[[ Data provided, beginning ]]

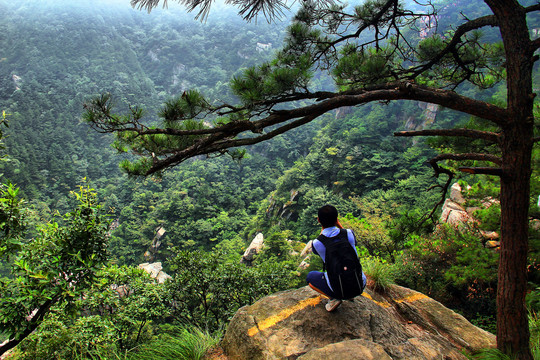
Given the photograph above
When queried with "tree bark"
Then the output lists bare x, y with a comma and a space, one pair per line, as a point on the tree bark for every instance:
517, 140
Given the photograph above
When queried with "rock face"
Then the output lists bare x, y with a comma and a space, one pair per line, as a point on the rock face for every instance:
155, 271
402, 324
253, 249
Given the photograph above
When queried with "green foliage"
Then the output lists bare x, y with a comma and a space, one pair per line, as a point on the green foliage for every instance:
380, 273
451, 265
54, 268
186, 343
12, 220
357, 67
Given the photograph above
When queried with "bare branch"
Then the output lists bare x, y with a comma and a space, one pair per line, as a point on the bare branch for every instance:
483, 170
469, 156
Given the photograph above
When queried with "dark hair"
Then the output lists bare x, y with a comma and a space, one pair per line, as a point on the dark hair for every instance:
327, 216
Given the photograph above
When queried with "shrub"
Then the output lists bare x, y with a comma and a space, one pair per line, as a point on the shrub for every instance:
187, 343
379, 272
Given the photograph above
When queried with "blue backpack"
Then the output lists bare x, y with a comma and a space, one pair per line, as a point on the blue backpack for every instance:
342, 266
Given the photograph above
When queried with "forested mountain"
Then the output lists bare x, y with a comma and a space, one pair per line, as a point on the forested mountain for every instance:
56, 55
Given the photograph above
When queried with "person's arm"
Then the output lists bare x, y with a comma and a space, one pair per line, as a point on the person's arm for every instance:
313, 248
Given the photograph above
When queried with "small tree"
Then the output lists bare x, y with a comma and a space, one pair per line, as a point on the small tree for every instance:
374, 54
55, 267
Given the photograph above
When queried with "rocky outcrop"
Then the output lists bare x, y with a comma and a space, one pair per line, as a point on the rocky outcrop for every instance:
155, 271
150, 254
454, 213
402, 324
253, 249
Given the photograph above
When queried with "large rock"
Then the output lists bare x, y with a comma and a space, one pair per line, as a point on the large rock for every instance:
453, 214
402, 324
253, 249
155, 271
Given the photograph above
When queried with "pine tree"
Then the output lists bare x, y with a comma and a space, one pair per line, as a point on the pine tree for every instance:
377, 51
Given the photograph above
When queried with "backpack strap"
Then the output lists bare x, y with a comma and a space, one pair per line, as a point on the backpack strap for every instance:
326, 241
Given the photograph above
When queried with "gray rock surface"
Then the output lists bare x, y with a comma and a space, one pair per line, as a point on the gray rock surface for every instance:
402, 324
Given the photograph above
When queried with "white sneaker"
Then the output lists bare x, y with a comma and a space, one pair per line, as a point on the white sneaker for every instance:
332, 304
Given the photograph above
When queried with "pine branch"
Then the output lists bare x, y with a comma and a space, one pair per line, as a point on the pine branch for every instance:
483, 170
470, 133
471, 25
469, 156
221, 137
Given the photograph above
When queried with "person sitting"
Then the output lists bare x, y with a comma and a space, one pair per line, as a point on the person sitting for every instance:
343, 278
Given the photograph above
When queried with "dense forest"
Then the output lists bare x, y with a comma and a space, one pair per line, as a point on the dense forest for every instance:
199, 218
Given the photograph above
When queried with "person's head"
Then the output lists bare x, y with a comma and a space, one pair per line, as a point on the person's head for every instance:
327, 216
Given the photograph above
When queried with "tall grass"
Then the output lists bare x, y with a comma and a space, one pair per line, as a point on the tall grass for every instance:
495, 354
188, 343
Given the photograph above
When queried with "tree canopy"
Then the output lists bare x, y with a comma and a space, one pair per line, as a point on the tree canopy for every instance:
379, 50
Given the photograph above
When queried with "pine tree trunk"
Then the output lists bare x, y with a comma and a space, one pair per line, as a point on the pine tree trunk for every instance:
512, 321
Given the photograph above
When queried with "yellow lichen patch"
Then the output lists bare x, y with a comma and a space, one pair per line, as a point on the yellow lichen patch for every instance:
412, 298
380, 303
282, 315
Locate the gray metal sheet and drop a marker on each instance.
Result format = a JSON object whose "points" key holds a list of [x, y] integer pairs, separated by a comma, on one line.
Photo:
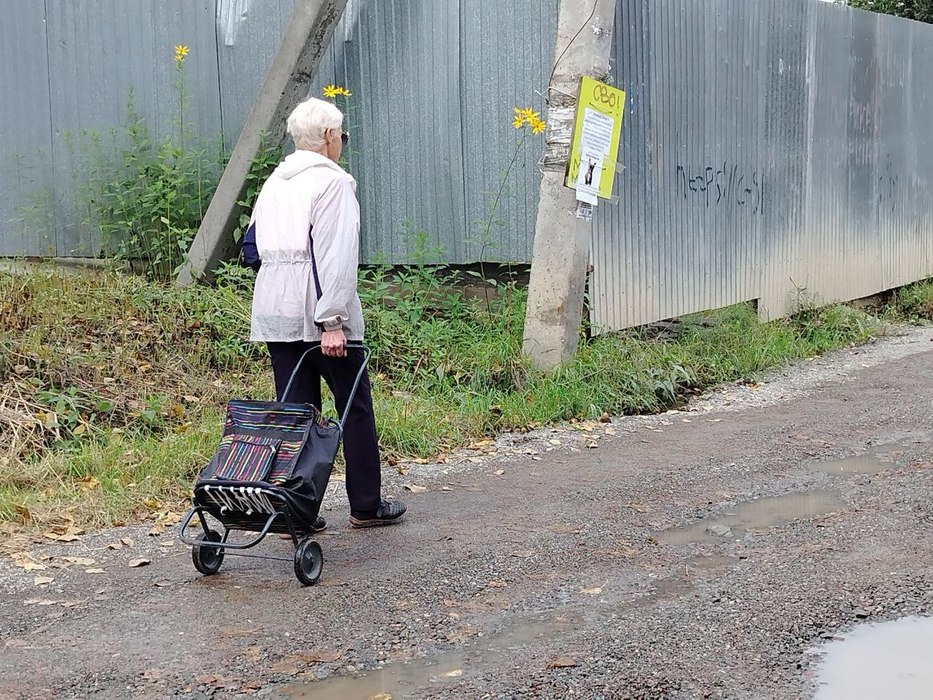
{"points": [[774, 151], [25, 133], [101, 49]]}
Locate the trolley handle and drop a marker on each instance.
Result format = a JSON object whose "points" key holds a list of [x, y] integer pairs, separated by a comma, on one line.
{"points": [[367, 353]]}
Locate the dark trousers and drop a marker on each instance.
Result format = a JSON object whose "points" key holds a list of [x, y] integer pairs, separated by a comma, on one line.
{"points": [[360, 445]]}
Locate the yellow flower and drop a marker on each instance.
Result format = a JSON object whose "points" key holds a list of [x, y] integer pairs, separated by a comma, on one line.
{"points": [[529, 117], [334, 90]]}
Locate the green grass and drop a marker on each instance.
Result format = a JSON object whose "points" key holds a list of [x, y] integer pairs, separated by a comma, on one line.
{"points": [[112, 388]]}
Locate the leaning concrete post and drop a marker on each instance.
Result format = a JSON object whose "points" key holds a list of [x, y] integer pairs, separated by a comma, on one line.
{"points": [[562, 241], [307, 37]]}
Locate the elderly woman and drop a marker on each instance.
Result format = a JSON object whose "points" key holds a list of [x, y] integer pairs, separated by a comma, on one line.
{"points": [[304, 240]]}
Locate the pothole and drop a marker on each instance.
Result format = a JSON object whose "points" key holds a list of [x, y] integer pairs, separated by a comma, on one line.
{"points": [[886, 660], [760, 514]]}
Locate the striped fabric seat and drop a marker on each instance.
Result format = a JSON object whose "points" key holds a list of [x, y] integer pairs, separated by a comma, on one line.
{"points": [[262, 441]]}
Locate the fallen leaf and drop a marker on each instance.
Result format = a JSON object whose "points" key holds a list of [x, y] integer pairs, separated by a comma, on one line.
{"points": [[80, 561], [26, 562], [319, 657], [563, 529], [88, 482], [66, 537], [562, 662]]}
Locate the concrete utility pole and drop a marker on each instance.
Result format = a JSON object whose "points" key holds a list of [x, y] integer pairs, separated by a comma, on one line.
{"points": [[307, 37], [562, 241]]}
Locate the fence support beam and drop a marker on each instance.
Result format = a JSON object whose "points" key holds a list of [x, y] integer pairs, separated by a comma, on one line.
{"points": [[562, 241], [307, 37]]}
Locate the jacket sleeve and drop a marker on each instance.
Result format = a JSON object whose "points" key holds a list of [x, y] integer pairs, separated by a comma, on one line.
{"points": [[250, 254], [335, 249]]}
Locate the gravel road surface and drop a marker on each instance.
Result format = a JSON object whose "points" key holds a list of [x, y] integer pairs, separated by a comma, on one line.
{"points": [[706, 553]]}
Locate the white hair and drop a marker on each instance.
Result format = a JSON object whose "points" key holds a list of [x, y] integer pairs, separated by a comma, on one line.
{"points": [[310, 119]]}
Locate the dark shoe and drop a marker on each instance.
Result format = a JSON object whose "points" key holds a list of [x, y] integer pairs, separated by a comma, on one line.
{"points": [[388, 513]]}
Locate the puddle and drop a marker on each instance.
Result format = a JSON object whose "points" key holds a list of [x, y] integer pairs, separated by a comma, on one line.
{"points": [[398, 681], [887, 660], [755, 515], [407, 680]]}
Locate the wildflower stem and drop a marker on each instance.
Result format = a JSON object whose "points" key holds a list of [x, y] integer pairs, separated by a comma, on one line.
{"points": [[492, 215]]}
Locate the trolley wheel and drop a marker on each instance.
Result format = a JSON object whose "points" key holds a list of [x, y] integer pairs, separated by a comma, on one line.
{"points": [[207, 560], [309, 561]]}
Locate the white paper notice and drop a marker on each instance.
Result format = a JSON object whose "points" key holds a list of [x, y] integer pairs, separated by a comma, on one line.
{"points": [[595, 141]]}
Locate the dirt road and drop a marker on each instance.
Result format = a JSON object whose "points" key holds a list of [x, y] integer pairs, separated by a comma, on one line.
{"points": [[695, 554]]}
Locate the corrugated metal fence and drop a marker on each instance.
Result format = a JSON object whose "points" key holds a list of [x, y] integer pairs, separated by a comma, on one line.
{"points": [[770, 146], [433, 87], [774, 150]]}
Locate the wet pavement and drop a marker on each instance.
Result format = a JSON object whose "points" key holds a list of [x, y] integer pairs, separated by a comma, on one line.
{"points": [[886, 660], [704, 553]]}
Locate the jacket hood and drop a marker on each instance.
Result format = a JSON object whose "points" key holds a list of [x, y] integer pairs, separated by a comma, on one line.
{"points": [[301, 161]]}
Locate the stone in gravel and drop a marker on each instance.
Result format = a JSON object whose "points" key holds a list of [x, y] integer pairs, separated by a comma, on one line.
{"points": [[720, 530]]}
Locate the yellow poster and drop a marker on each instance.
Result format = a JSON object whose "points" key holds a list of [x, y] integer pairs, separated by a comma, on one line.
{"points": [[594, 150]]}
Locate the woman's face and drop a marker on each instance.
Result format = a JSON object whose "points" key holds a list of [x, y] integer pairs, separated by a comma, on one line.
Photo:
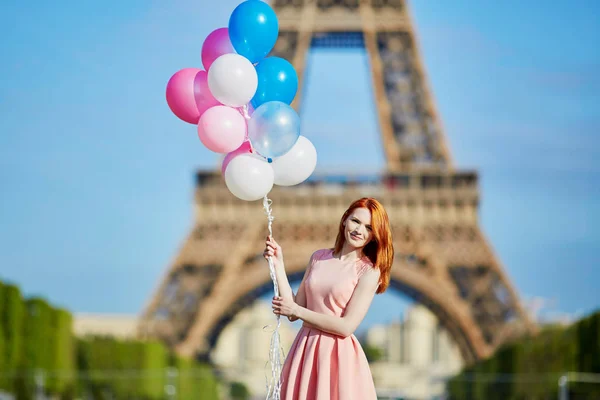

[[ Data provided, end ]]

Task item:
From the data above, output only the lines between the line containing "on the tall" and the line containing "Locate the gray", inclusive, exactly as written.

Exercise output:
Then the output lists bare x, y with a comma and a space, one pair per line, as a point on the tall grass for every instance:
495, 354
188, 343
Given the photograph above
When queried with "tree canopy"
Then the output lists bare x, y with a comma and a space, one pair per line, as a point on the tree canopy for every instance:
379, 50
Given the photograph above
When queried with "pine tree trunk"
Then the output lists bare x, y with a comma and a space, one pair per line, as a point on the pine tree trunk for every instance:
512, 321
Given the photograph above
When queried with "yellow lichen patch"
Then the output lists bare x, y with a comma and a space, one pair per line, as a point on the yellow lichen patch for every instance:
412, 298
380, 303
282, 315
Locate the gray metal sheet and drop a marker on each instance.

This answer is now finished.